About this exercise: If a line in the entries contains the string "reed", include that line in your answer.

Information provided:
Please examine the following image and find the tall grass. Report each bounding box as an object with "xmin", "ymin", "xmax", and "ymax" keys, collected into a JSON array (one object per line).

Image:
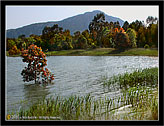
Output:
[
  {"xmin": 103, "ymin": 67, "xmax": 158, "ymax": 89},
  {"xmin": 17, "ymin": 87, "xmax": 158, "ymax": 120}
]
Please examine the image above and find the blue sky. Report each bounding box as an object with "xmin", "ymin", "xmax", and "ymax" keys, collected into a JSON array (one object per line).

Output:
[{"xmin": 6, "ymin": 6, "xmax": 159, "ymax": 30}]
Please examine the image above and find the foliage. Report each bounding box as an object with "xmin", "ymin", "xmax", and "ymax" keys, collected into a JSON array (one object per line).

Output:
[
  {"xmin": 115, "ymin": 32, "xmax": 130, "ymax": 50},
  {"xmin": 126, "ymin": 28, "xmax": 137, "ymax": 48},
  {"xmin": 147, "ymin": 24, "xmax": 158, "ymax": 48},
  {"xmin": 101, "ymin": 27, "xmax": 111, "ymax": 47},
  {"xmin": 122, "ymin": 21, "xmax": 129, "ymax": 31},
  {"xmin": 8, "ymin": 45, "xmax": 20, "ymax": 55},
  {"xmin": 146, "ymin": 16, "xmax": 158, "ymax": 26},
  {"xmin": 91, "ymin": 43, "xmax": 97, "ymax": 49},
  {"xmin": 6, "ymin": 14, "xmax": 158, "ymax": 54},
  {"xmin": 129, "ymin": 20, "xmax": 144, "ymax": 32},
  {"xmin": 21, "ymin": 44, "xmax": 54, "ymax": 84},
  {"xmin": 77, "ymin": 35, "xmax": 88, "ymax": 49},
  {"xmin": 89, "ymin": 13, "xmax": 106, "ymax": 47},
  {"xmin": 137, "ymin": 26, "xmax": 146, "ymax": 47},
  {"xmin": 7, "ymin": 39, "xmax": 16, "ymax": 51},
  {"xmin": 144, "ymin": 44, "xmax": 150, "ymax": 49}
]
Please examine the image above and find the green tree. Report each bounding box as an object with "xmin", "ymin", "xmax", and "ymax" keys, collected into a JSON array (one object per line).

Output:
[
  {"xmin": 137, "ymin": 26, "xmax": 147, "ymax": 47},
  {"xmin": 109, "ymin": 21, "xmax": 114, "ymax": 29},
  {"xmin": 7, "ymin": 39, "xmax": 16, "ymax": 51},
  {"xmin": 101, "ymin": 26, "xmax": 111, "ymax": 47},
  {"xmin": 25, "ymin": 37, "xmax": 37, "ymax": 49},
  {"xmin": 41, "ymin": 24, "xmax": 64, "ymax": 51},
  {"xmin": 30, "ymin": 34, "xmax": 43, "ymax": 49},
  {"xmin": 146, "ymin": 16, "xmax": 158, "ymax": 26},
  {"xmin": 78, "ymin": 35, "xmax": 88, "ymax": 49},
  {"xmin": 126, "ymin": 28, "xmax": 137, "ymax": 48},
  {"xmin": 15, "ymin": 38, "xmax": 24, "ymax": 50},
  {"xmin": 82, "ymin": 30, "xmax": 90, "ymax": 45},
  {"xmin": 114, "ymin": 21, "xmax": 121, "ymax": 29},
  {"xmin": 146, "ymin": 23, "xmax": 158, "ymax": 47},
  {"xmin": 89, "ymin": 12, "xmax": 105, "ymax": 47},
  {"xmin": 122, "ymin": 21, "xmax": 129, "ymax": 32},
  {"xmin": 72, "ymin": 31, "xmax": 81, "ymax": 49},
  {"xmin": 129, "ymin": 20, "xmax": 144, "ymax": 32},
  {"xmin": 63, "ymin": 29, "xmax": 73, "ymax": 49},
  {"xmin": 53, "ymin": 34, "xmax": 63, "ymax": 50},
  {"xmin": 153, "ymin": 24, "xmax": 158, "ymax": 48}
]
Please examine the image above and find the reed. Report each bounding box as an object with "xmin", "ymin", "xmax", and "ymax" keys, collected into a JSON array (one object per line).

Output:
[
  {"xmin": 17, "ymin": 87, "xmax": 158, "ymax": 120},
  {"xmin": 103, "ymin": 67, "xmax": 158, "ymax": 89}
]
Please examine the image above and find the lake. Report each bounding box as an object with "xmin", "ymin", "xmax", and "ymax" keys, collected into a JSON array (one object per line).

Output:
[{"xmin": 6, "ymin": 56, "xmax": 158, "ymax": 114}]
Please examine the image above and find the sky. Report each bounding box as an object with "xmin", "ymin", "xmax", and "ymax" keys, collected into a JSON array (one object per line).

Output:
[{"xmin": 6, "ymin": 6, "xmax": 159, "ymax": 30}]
==
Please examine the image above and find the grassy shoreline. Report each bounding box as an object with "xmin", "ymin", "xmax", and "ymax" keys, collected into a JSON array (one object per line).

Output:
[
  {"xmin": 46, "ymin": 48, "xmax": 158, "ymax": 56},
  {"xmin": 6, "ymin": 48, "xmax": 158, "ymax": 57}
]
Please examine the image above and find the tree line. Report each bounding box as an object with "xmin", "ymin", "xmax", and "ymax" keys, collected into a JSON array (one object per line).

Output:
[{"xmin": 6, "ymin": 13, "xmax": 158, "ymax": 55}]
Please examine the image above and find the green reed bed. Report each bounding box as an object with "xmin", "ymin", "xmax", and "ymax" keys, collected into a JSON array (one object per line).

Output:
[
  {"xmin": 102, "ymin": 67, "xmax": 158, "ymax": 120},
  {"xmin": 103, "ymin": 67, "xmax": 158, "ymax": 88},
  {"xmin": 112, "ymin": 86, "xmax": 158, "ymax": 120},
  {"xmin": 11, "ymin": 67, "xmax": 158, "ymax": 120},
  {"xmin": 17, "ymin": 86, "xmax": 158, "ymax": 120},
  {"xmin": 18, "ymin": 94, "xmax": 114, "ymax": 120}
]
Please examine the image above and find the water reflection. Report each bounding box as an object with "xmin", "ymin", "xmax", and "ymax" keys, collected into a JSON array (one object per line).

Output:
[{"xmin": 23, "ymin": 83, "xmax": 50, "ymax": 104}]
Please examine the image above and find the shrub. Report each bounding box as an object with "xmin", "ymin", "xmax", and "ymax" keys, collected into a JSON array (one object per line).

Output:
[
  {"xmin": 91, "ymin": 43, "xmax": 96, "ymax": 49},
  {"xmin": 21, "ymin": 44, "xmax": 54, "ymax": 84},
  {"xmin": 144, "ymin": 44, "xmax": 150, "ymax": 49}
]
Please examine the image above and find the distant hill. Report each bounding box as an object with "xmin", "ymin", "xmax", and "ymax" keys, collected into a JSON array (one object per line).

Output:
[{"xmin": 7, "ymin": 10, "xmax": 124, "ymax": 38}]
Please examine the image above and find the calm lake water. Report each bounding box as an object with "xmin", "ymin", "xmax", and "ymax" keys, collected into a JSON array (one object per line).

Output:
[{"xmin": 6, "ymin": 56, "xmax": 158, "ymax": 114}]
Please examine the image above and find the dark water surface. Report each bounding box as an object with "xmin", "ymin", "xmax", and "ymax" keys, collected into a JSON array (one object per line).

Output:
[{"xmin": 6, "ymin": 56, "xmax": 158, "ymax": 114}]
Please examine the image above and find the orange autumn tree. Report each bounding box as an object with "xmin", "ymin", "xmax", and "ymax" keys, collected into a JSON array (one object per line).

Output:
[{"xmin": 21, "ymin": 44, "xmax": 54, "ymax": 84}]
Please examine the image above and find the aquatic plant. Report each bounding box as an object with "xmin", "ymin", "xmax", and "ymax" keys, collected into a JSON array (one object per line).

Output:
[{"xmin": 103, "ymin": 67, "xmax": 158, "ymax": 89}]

Finished exercise:
Please examine the image above and find the reed. Report each bounding box as an object with "xmin", "ymin", "xmax", and "ymax" keys, collected into a JSON array (one object per line).
Please examine the image above and find the green reed bed. Report each bounding box as an object with "xmin", "ymin", "xmax", and "ymax" keys, collected into a JSON array (one object per line).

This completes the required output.